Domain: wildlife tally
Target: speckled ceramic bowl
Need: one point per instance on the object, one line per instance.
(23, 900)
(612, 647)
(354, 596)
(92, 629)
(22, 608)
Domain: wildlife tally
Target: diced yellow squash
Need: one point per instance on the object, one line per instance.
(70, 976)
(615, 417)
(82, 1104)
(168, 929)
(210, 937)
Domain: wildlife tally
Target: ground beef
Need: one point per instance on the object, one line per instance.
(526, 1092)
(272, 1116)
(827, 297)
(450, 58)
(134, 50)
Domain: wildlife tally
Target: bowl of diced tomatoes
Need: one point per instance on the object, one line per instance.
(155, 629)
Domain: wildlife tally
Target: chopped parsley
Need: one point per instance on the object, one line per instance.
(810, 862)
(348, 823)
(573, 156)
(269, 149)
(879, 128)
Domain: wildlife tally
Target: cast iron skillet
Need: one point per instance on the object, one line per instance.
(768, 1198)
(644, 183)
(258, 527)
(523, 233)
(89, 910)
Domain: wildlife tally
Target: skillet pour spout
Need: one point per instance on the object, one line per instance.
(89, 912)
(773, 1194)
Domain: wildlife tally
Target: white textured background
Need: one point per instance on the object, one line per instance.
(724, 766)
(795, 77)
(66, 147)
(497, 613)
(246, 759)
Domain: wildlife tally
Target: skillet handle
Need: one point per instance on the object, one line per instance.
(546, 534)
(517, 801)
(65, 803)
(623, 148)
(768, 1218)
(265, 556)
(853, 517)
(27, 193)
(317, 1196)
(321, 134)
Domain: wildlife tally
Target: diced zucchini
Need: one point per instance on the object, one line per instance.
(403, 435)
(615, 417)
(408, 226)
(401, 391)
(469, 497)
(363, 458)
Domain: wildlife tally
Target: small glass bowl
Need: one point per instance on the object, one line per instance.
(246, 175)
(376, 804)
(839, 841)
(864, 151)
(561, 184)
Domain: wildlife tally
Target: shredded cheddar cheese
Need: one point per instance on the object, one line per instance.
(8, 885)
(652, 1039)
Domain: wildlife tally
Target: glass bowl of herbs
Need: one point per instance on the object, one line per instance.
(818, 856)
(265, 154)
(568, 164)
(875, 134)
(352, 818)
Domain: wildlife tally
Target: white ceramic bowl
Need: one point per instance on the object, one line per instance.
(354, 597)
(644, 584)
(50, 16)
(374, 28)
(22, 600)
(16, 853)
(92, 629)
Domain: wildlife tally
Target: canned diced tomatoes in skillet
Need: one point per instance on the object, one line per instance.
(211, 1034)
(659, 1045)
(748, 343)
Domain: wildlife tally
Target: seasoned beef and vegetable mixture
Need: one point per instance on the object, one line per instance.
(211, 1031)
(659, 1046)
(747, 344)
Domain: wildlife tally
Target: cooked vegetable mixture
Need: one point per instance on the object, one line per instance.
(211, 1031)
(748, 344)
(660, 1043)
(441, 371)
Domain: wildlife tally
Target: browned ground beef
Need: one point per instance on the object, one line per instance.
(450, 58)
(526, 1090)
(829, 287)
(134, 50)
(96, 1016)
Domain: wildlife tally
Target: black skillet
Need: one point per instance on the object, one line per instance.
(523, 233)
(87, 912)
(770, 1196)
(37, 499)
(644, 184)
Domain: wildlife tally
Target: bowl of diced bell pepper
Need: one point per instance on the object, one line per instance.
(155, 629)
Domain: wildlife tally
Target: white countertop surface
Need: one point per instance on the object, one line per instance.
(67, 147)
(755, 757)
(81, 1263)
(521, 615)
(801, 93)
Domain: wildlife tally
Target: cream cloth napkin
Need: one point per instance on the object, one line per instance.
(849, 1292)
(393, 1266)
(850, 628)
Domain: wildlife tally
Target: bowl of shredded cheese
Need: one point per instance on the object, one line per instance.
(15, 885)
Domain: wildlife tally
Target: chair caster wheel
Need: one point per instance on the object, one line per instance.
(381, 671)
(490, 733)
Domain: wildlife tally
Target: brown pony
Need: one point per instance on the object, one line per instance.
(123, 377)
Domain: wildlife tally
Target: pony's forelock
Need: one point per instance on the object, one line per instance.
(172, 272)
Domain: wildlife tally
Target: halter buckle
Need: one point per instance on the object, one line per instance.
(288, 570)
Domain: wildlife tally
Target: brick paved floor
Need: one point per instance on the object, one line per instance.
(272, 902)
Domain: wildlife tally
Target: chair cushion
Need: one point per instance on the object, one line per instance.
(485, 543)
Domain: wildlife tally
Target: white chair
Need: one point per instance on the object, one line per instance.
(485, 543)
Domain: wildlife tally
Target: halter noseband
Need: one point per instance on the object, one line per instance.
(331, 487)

= = = = =

• Exercise goal:
Present every line of the records above as a JSON array of strings, one string per line, leaving out any blank lines.

• Output below:
[
  "Domain: wildlife tally",
  "Target: speckled ceramic bowl",
  "Need: one point per instance on the object, one line per instance.",
  "(23, 900)",
  "(612, 647)",
  "(354, 596)",
  "(92, 629)",
  "(22, 608)",
  "Domain: wildlife tally",
  "Target: diced yellow squash",
  "Need: one point per instance on the object, one line per instance.",
  "(70, 976)",
  "(615, 417)",
  "(82, 1104)",
  "(168, 929)",
  "(210, 937)",
  "Domain: wildlife tally",
  "Target: ground beef",
  "Need: one point per instance on the object, one line per instance.",
  "(526, 1092)",
  "(272, 1116)",
  "(827, 297)",
  "(450, 58)",
  "(134, 50)",
  "Domain: wildlife tally",
  "Target: bowl of diced tomatoes",
  "Need: one point per instance on the object, one line per instance.",
  "(155, 629)",
  "Domain: wildlife tally",
  "Target: chopped parsley",
  "Need: one point per instance on the object, one line per instance.",
  "(810, 862)",
  "(348, 823)",
  "(573, 156)",
  "(269, 149)",
  "(879, 128)",
  "Domain: wildlife tally",
  "Target: cast iron skillet",
  "Need: one point per instance on the object, one line per instance.",
  "(768, 1198)",
  "(644, 183)",
  "(258, 527)",
  "(523, 233)",
  "(89, 910)",
  "Domain: wildlife tally",
  "Target: skillet pour spout",
  "Need: one point per instance on the object, one line per instance.",
  "(89, 912)",
  "(773, 1194)",
  "Domain: wildlife tally",
  "Target: white textured background",
  "Need: one point per instance on the object, one line per instance.",
  "(724, 766)",
  "(795, 77)",
  "(66, 147)",
  "(497, 613)",
  "(246, 759)",
  "Domain: wildlife tally",
  "Target: skillet handle",
  "Need: one point per instance on the object, one line per instance.",
  "(546, 534)",
  "(517, 801)",
  "(65, 803)",
  "(623, 148)",
  "(768, 1218)",
  "(265, 556)",
  "(853, 517)",
  "(27, 193)",
  "(317, 1196)",
  "(321, 134)",
  "Domain: wildlife tally",
  "Target: diced zucchini",
  "Need: one point per instance on the object, one line per instance.",
  "(403, 435)",
  "(615, 417)",
  "(408, 226)",
  "(401, 391)",
  "(469, 497)",
  "(363, 458)",
  "Domain: wildlife tally",
  "Target: small glass bowl",
  "Need: one point per instance on the object, one line per instance.",
  "(246, 175)",
  "(376, 804)",
  "(839, 841)",
  "(864, 151)",
  "(561, 184)",
  "Domain: wildlife tally",
  "Target: shredded cheddar cheese",
  "Need: one point per instance on the object, one line per instance.",
  "(8, 885)",
  "(652, 1039)",
  "Domain: wildlife tally",
  "Target: glass bowl of herbs",
  "Need: one point per instance on the object, one line per instance.",
  "(818, 856)",
  "(265, 154)",
  "(568, 164)",
  "(875, 134)",
  "(352, 818)",
  "Domain: wildlife tally",
  "Target: white ceramic bowl",
  "Need: one point per instance on the object, one line per instance.",
  "(354, 597)",
  "(644, 584)",
  "(50, 16)",
  "(374, 28)",
  "(22, 600)",
  "(16, 853)",
  "(92, 629)",
  "Domain: wildlife tally",
  "Target: canned diced tomatoes in skillet",
  "Need: one point per instance on the object, one line per instance.",
  "(211, 1034)",
  "(659, 1045)",
  "(748, 343)",
  "Domain: wildlife tally",
  "Target: seasoned beef and vegetable mixture",
  "Need: one point per instance on the object, one line per instance.",
  "(211, 1031)",
  "(659, 1046)",
  "(747, 344)",
  "Domain: wildlife tally",
  "Target: cooked vegetable mixture",
  "Need: one point per instance on the object, one line per instance.",
  "(211, 1031)",
  "(748, 344)",
  "(660, 1043)",
  "(441, 371)",
  "Domain: wildlife tally",
  "Target: browned ground beef",
  "Need: one point per instance on the object, one line per instance.",
  "(450, 58)",
  "(526, 1090)",
  "(829, 287)",
  "(134, 50)",
  "(96, 1016)",
  "Domain: wildlife tally",
  "Target: black skillet",
  "Need: one point per instance on the object, one line per instance.",
  "(523, 233)",
  "(87, 912)",
  "(770, 1196)",
  "(37, 499)",
  "(644, 184)",
  "Domain: wildlife tally",
  "Target: bowl of diced bell pepper",
  "Need: one point per instance on the object, one line per instance.",
  "(155, 629)",
  "Domain: wildlife tally",
  "Target: white countertop surface",
  "Need: one point per instance on the object, one line per instance.",
  "(67, 147)",
  "(755, 757)",
  "(81, 1263)",
  "(521, 615)",
  "(801, 93)",
  "Domain: wildlife tally",
  "Target: cream cloth napkin",
  "Need: one point per instance on the object, one line per instance.",
  "(849, 1292)",
  "(393, 1266)",
  "(850, 628)",
  "Domain: wildlife tally",
  "Target: bowl of shredded cheese",
  "Need: one point per instance on the object, one line per instance.",
  "(15, 885)",
  "Domain: wildlife tally",
  "Target: chair caster wheel",
  "Need: one point per instance on the object, one line per instance.",
  "(381, 671)",
  "(490, 733)",
  "Domain: wildlife tally",
  "Target: brown pony",
  "Need: one point per instance on the object, one line per instance.",
  "(123, 377)",
  "Domain: wildlife tally",
  "Target: pony's forelock",
  "Need: one point per instance on the object, one line per instance.",
  "(172, 272)",
  "Domain: wildlife tally",
  "Target: halter buckle",
  "Need: one point per instance on the object, one line per instance.",
  "(288, 570)",
  "Domain: wildlife tally",
  "Target: brick paved floor",
  "Need: one point per instance on the object, one line per instance.",
  "(272, 902)",
  "Domain: wildlife tally",
  "Target: chair cushion",
  "Need: one point per instance on the object, one line per instance.",
  "(485, 543)",
  "Domain: wildlife tally",
  "Target: white chair",
  "Need: one point per instance on the object, one line per instance.",
  "(485, 543)",
  "Domain: wildlife tally",
  "Target: halter noseband",
  "Need: one point per instance on the object, one line per instance.",
  "(331, 487)"
]